- _Task details_
Convert every line of the records below into a numbered list, omitting any blank lines.

»»

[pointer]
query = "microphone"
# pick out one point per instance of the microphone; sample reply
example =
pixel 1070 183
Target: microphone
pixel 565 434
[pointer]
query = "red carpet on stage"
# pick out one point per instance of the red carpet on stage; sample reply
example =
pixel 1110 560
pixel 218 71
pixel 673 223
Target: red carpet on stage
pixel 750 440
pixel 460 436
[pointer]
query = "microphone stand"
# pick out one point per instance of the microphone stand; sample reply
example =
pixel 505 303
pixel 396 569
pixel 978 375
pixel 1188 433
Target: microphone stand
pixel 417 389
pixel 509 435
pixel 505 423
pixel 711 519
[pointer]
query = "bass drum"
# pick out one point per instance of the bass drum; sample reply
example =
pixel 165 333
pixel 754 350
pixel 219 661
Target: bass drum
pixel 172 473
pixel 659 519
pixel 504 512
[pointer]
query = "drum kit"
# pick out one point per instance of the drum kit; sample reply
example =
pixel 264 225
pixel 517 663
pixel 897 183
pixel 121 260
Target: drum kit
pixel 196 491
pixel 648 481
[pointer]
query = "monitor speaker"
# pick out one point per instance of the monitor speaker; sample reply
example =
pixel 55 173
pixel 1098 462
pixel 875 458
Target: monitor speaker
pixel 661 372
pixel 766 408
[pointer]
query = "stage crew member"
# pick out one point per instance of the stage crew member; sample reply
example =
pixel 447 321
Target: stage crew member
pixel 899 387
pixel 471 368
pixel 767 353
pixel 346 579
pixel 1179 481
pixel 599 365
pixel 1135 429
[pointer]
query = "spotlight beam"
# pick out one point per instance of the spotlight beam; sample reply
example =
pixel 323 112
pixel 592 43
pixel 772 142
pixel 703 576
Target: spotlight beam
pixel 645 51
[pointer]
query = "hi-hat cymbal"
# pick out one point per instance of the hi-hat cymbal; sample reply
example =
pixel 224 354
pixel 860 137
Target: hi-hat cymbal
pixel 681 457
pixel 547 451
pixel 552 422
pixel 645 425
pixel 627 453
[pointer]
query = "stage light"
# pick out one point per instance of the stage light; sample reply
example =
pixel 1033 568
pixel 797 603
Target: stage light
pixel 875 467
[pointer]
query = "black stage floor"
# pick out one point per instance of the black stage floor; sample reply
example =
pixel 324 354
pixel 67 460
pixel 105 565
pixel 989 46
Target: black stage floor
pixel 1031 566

««

- _Answer for this exercise_
1. [pointer]
2. query = "microphone"
3. # pick out one point per instance of the microphone; sample reply
4. example =
5. pixel 1070 183
6. Target: microphone
7. pixel 565 434
8. [pointer]
9. query = "red carpet on stage"
10. # pick out one point per instance of the red carpet on stage; sample reply
11. example =
12. pixel 1110 560
13. pixel 218 71
14. pixel 673 223
15. Target: red carpet on stage
16. pixel 750 440
17. pixel 460 436
18. [pointer]
19. query = "microphone stand"
20. # pick out one point per instance of the microphone stand; sample reply
21. example =
22. pixel 505 303
23. pixel 396 569
24. pixel 978 375
25. pixel 1188 433
26. Target: microphone stand
27. pixel 417 389
28. pixel 509 435
29. pixel 505 423
30. pixel 711 519
31. [pointer]
32. query = "bass drum"
33. # pick out one point per instance of the bass drum; sample reply
34. example =
35. pixel 165 333
36. pixel 754 350
37. pixel 219 661
38. Target: bass drum
39. pixel 172 473
40. pixel 659 519
41. pixel 504 512
42. [pointer]
43. query = "drum kit"
44. # pick out one point per instance of the drum kit; sample reply
45. example =
46. pixel 264 225
47. pixel 517 663
48. pixel 897 183
49. pixel 121 260
50. Target: drum kit
51. pixel 196 491
52. pixel 648 481
53. [pointer]
54. query = "monitor speaker"
55. # pick out one point per instance of the monitor speaker; sample reply
56. example =
57. pixel 55 173
58. pixel 1098 462
59. pixel 875 458
60. Target: monitor speaker
61. pixel 661 372
62. pixel 766 408
63. [pointer]
64. query = "stage crew member"
65. # pick out one point per instance of the stage crew member; sample reply
66. example =
67. pixel 447 321
68. Target: stage crew member
69. pixel 899 387
70. pixel 471 368
71. pixel 767 353
72. pixel 346 579
73. pixel 1179 481
74. pixel 599 365
75. pixel 1135 429
76. [pointer]
77. query = "spotlight beam"
78. # pick out one point per instance of the spotlight beam; sample reply
79. example =
80. pixel 323 112
81. pixel 592 43
82. pixel 772 142
83. pixel 703 576
84. Target: spotlight beam
85. pixel 645 51
86. [pointer]
87. query = "hi-hat cymbal"
88. # pick out one point per instance of the hi-hat cymbal; sample reply
89. example =
90. pixel 224 354
91. pixel 860 137
92. Target: hi-hat cymbal
93. pixel 681 457
94. pixel 547 451
95. pixel 552 422
96. pixel 645 425
97. pixel 627 453
98. [pointer]
99. query = "stage light"
100. # pick out one point per instance of the stage light; sample reply
101. example =
102. pixel 1033 568
103. pixel 797 603
104. Target: stage light
105. pixel 875 467
106. [pointer]
107. query = "black stage floor"
108. # pick out one point per instance of the black stage floor; sample reply
109. example =
110. pixel 324 354
111. pixel 67 460
112. pixel 105 565
113. pixel 989 46
114. Target: black stage floor
115. pixel 1031 566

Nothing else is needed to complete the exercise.